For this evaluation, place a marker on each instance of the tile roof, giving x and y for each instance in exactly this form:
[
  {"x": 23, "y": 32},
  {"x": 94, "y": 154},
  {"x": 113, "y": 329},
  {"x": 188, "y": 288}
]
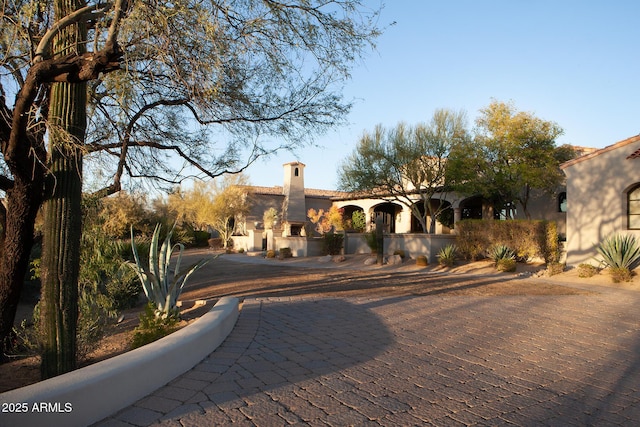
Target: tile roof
[{"x": 596, "y": 153}]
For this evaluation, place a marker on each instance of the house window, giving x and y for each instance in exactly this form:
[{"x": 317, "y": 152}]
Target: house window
[
  {"x": 633, "y": 208},
  {"x": 562, "y": 202}
]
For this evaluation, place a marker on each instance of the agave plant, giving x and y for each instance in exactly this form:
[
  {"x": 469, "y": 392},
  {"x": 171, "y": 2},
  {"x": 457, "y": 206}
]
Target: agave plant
[
  {"x": 619, "y": 251},
  {"x": 500, "y": 252},
  {"x": 162, "y": 286},
  {"x": 447, "y": 255}
]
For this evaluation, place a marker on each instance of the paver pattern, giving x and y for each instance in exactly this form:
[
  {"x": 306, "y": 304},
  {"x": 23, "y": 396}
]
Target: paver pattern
[{"x": 425, "y": 360}]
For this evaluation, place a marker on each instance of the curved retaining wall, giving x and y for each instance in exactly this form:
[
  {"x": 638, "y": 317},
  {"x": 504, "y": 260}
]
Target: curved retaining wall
[{"x": 90, "y": 394}]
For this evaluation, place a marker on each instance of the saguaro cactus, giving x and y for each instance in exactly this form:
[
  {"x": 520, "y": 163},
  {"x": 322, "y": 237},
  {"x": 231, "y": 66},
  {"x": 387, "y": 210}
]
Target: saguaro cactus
[{"x": 62, "y": 207}]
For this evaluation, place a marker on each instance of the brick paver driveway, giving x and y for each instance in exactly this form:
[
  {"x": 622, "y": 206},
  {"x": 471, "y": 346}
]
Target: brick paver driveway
[{"x": 435, "y": 360}]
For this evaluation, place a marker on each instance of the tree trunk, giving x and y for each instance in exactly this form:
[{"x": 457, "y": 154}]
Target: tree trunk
[
  {"x": 63, "y": 211},
  {"x": 23, "y": 202}
]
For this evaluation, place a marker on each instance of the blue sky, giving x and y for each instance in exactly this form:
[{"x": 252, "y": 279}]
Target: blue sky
[{"x": 576, "y": 63}]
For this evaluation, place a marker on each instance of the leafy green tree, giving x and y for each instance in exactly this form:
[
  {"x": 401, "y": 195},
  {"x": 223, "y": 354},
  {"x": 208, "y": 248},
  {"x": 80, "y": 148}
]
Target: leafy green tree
[
  {"x": 164, "y": 82},
  {"x": 219, "y": 204},
  {"x": 511, "y": 153},
  {"x": 407, "y": 163},
  {"x": 231, "y": 204}
]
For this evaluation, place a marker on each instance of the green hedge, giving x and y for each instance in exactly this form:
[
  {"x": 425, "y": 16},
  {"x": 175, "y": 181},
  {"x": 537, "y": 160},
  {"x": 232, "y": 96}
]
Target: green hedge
[{"x": 527, "y": 239}]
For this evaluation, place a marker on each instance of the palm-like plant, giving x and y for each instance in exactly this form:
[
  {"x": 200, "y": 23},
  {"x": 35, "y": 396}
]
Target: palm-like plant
[
  {"x": 500, "y": 252},
  {"x": 160, "y": 285},
  {"x": 447, "y": 255},
  {"x": 619, "y": 251}
]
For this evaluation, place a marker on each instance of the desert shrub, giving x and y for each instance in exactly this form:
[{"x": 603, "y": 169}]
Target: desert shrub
[
  {"x": 500, "y": 252},
  {"x": 527, "y": 239},
  {"x": 587, "y": 270},
  {"x": 422, "y": 261},
  {"x": 506, "y": 265},
  {"x": 103, "y": 274},
  {"x": 152, "y": 328},
  {"x": 215, "y": 243},
  {"x": 201, "y": 238},
  {"x": 551, "y": 243},
  {"x": 359, "y": 221},
  {"x": 372, "y": 241},
  {"x": 94, "y": 315},
  {"x": 285, "y": 253},
  {"x": 447, "y": 255},
  {"x": 332, "y": 243},
  {"x": 554, "y": 268}
]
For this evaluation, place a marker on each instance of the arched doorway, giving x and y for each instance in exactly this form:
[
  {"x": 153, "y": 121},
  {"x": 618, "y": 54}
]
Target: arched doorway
[
  {"x": 388, "y": 213},
  {"x": 347, "y": 216}
]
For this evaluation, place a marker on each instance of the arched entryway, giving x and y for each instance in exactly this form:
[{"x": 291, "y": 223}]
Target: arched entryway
[
  {"x": 347, "y": 216},
  {"x": 445, "y": 217},
  {"x": 471, "y": 208},
  {"x": 388, "y": 212}
]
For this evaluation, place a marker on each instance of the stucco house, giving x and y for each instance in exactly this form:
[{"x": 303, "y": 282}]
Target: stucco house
[
  {"x": 603, "y": 198},
  {"x": 292, "y": 202}
]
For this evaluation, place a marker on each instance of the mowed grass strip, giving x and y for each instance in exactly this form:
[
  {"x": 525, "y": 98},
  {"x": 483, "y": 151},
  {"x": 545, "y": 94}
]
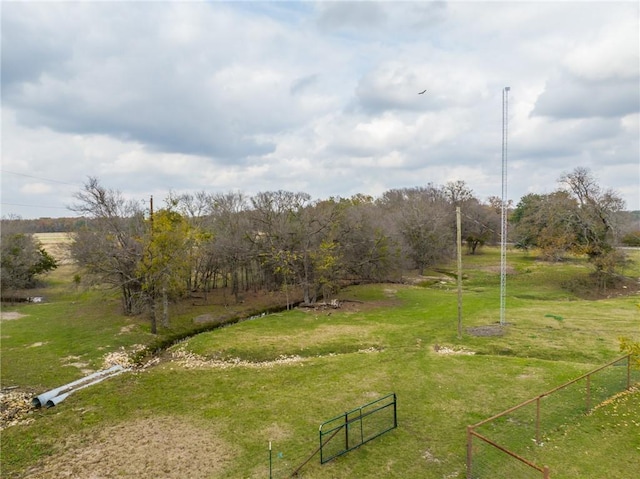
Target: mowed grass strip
[{"x": 385, "y": 339}]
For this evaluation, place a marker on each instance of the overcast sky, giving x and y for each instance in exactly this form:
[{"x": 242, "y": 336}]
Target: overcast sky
[{"x": 318, "y": 97}]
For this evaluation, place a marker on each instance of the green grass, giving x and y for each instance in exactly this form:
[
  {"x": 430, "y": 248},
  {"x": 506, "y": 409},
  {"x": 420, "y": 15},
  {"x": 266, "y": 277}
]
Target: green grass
[{"x": 348, "y": 358}]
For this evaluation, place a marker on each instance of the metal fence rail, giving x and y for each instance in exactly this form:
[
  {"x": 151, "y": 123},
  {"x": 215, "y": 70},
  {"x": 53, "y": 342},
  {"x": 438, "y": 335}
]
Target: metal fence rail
[
  {"x": 354, "y": 428},
  {"x": 502, "y": 442}
]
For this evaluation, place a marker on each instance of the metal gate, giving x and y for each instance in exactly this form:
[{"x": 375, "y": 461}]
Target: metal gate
[{"x": 354, "y": 428}]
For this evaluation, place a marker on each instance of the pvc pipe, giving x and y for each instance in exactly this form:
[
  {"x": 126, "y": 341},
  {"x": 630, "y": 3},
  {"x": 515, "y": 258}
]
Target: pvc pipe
[{"x": 48, "y": 396}]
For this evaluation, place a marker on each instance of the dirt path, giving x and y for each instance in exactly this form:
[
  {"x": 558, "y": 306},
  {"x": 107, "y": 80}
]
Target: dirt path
[{"x": 143, "y": 449}]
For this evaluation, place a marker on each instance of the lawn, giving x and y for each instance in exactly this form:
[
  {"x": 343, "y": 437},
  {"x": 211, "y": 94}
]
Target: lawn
[{"x": 210, "y": 405}]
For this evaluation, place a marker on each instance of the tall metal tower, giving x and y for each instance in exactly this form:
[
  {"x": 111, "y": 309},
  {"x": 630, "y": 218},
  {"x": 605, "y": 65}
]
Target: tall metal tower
[{"x": 503, "y": 208}]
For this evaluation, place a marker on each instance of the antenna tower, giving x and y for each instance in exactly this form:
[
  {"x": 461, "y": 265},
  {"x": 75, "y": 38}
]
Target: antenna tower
[{"x": 503, "y": 206}]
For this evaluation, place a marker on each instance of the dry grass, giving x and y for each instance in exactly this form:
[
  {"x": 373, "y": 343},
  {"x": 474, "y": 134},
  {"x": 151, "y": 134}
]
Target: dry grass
[{"x": 142, "y": 449}]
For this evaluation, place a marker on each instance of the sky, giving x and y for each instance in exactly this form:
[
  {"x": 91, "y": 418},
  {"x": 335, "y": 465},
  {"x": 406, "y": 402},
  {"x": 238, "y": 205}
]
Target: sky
[{"x": 153, "y": 98}]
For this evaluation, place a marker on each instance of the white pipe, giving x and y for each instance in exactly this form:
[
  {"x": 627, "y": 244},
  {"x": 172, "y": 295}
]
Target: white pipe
[{"x": 45, "y": 397}]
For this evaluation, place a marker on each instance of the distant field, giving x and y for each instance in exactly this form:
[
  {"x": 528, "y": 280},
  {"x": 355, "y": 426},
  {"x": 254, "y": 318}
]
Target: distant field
[{"x": 56, "y": 244}]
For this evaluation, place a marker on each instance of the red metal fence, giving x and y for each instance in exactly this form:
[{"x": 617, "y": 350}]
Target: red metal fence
[{"x": 498, "y": 446}]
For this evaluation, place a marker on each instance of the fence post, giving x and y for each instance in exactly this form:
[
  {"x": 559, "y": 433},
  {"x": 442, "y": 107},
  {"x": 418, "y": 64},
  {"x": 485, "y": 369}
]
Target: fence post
[
  {"x": 346, "y": 431},
  {"x": 538, "y": 420},
  {"x": 395, "y": 411},
  {"x": 469, "y": 451}
]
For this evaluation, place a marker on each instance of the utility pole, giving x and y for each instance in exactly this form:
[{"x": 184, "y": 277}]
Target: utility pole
[
  {"x": 459, "y": 244},
  {"x": 503, "y": 209},
  {"x": 152, "y": 289}
]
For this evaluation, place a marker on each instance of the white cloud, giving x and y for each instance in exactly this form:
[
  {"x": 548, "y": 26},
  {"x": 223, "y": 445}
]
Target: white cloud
[{"x": 317, "y": 97}]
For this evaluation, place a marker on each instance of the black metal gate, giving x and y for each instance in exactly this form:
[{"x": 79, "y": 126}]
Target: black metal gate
[{"x": 354, "y": 428}]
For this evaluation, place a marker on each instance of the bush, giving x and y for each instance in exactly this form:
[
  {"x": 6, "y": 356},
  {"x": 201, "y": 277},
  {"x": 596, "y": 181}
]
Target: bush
[{"x": 631, "y": 239}]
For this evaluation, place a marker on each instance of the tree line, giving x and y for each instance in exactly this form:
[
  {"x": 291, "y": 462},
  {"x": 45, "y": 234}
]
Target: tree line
[{"x": 282, "y": 240}]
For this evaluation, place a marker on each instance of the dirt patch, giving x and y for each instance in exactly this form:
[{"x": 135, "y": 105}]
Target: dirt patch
[
  {"x": 142, "y": 449},
  {"x": 10, "y": 315},
  {"x": 488, "y": 330}
]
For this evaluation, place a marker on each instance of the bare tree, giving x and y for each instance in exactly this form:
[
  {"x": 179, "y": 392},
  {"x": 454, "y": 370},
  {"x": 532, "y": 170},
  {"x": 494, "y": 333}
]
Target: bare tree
[{"x": 109, "y": 246}]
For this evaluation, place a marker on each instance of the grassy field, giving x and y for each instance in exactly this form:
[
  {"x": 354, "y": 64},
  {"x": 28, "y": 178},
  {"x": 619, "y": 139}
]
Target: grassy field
[{"x": 210, "y": 405}]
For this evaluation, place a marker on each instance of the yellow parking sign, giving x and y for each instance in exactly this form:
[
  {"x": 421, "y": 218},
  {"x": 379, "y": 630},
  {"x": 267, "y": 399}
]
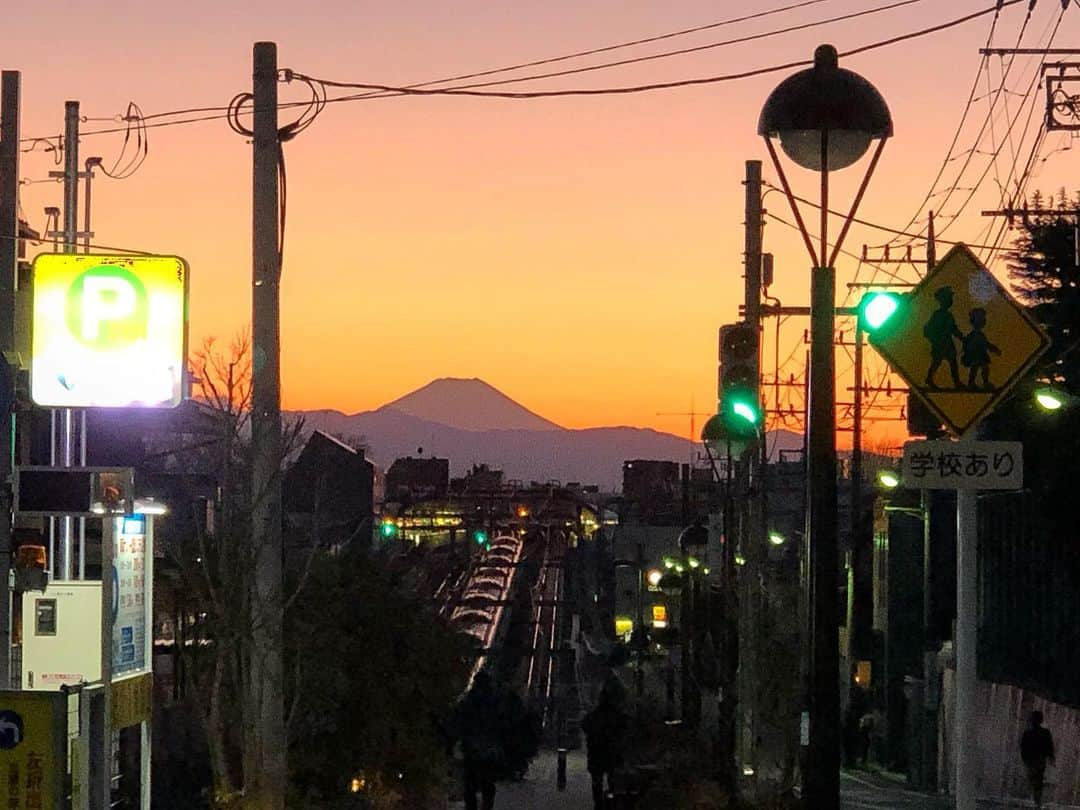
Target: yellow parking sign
[
  {"x": 108, "y": 331},
  {"x": 32, "y": 740}
]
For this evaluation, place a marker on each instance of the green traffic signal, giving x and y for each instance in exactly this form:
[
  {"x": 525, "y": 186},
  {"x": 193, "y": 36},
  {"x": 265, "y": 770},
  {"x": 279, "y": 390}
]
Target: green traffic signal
[
  {"x": 745, "y": 410},
  {"x": 740, "y": 413},
  {"x": 877, "y": 310}
]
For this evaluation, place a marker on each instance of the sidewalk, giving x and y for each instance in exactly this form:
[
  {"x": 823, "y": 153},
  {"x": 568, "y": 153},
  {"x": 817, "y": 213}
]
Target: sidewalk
[
  {"x": 538, "y": 790},
  {"x": 867, "y": 791},
  {"x": 874, "y": 791}
]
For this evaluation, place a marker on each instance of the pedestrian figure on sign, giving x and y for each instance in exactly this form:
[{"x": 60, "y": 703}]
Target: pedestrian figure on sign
[
  {"x": 1037, "y": 750},
  {"x": 605, "y": 728},
  {"x": 478, "y": 725},
  {"x": 940, "y": 331},
  {"x": 977, "y": 349}
]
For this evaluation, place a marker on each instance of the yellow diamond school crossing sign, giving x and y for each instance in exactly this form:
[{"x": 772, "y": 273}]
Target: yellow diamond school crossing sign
[
  {"x": 109, "y": 331},
  {"x": 961, "y": 340}
]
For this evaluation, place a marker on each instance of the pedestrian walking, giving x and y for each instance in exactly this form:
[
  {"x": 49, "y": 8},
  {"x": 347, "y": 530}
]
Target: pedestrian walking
[
  {"x": 478, "y": 725},
  {"x": 1037, "y": 751},
  {"x": 867, "y": 725},
  {"x": 605, "y": 728}
]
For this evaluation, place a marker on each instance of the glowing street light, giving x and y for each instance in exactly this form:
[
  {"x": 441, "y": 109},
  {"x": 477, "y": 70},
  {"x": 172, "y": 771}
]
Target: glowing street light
[
  {"x": 1048, "y": 399},
  {"x": 876, "y": 310},
  {"x": 889, "y": 478}
]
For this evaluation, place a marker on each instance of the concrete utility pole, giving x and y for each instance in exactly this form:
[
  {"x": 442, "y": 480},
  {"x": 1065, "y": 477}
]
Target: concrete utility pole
[
  {"x": 66, "y": 567},
  {"x": 752, "y": 535},
  {"x": 9, "y": 267},
  {"x": 266, "y": 675},
  {"x": 967, "y": 618}
]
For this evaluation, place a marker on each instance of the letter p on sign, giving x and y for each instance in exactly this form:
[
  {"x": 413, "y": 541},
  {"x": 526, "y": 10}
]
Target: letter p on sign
[{"x": 107, "y": 308}]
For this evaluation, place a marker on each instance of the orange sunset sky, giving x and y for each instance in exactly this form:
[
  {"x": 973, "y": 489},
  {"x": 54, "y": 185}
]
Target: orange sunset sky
[{"x": 576, "y": 253}]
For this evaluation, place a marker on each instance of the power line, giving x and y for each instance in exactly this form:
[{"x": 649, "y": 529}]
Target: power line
[
  {"x": 632, "y": 43},
  {"x": 221, "y": 112},
  {"x": 988, "y": 122},
  {"x": 110, "y": 248},
  {"x": 385, "y": 91},
  {"x": 1012, "y": 124},
  {"x": 875, "y": 226},
  {"x": 667, "y": 54},
  {"x": 959, "y": 129},
  {"x": 463, "y": 91},
  {"x": 890, "y": 273}
]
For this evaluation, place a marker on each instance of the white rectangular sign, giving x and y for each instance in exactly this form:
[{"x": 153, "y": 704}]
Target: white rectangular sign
[
  {"x": 129, "y": 596},
  {"x": 963, "y": 464}
]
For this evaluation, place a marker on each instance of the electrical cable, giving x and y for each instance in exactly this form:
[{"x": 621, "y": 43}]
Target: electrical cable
[
  {"x": 133, "y": 116},
  {"x": 952, "y": 217},
  {"x": 955, "y": 216},
  {"x": 110, "y": 248},
  {"x": 890, "y": 273},
  {"x": 682, "y": 52},
  {"x": 383, "y": 91},
  {"x": 932, "y": 192},
  {"x": 875, "y": 226},
  {"x": 397, "y": 90}
]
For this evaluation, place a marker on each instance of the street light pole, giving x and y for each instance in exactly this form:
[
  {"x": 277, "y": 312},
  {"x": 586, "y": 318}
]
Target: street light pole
[{"x": 825, "y": 119}]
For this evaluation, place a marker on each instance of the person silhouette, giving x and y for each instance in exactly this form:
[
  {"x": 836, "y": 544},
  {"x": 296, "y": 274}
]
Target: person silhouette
[
  {"x": 1037, "y": 751},
  {"x": 977, "y": 349},
  {"x": 940, "y": 331}
]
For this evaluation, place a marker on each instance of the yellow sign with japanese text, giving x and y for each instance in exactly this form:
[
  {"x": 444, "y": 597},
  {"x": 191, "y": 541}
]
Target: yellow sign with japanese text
[
  {"x": 108, "y": 331},
  {"x": 962, "y": 341},
  {"x": 32, "y": 740}
]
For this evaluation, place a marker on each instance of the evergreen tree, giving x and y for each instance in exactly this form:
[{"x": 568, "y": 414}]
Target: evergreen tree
[{"x": 1044, "y": 269}]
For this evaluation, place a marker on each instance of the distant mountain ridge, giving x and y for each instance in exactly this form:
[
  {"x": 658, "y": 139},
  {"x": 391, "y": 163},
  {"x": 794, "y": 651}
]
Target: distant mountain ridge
[
  {"x": 532, "y": 449},
  {"x": 468, "y": 404}
]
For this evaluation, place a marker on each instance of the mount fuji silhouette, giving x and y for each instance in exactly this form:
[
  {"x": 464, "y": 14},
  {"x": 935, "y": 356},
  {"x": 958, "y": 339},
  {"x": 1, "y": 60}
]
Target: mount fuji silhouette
[{"x": 470, "y": 421}]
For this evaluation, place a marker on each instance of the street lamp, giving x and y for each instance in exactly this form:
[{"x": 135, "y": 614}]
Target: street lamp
[
  {"x": 825, "y": 118},
  {"x": 888, "y": 478},
  {"x": 1049, "y": 399}
]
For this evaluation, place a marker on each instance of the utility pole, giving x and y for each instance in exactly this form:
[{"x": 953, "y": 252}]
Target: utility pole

● **WHAT IS BEING ASKED**: Each line from the one containing "of the evergreen" to the end of the records should be echoed exactly, and no other line.

● **RESULT OF THE TASK**:
For this evaluation, place a marker on each instance of the evergreen tree, giving x and y for each instance in exactly this form:
[{"x": 568, "y": 414}]
Target: evergreen tree
[{"x": 1044, "y": 269}]
For this evaluation, place a marker on each instance of the distant mountain ridge, giving x and y for each instance in exactly this form:
[
  {"x": 658, "y": 139},
  {"x": 391, "y": 163},
  {"x": 794, "y": 651}
]
Target: distant mountain ridge
[
  {"x": 532, "y": 449},
  {"x": 468, "y": 404}
]
For this evaluation, place a marker on each instance of the mount fuji silhouette, giving x and y for each instance in exactly this form:
[
  {"x": 464, "y": 14},
  {"x": 935, "y": 356},
  {"x": 958, "y": 339},
  {"x": 1, "y": 60}
]
Target: mount fuji silhouette
[{"x": 470, "y": 421}]
For this evaluation, place a marker on each instance of the street lamp, giving x and y for each instance in exactly this form:
[{"x": 135, "y": 614}]
Target: street lamp
[
  {"x": 825, "y": 118},
  {"x": 888, "y": 478},
  {"x": 1049, "y": 399}
]
For this evaluation, place a marker on each instance of the utility pole, giving x and y for each instance in exactly this form:
[{"x": 953, "y": 252}]
Target: utility pole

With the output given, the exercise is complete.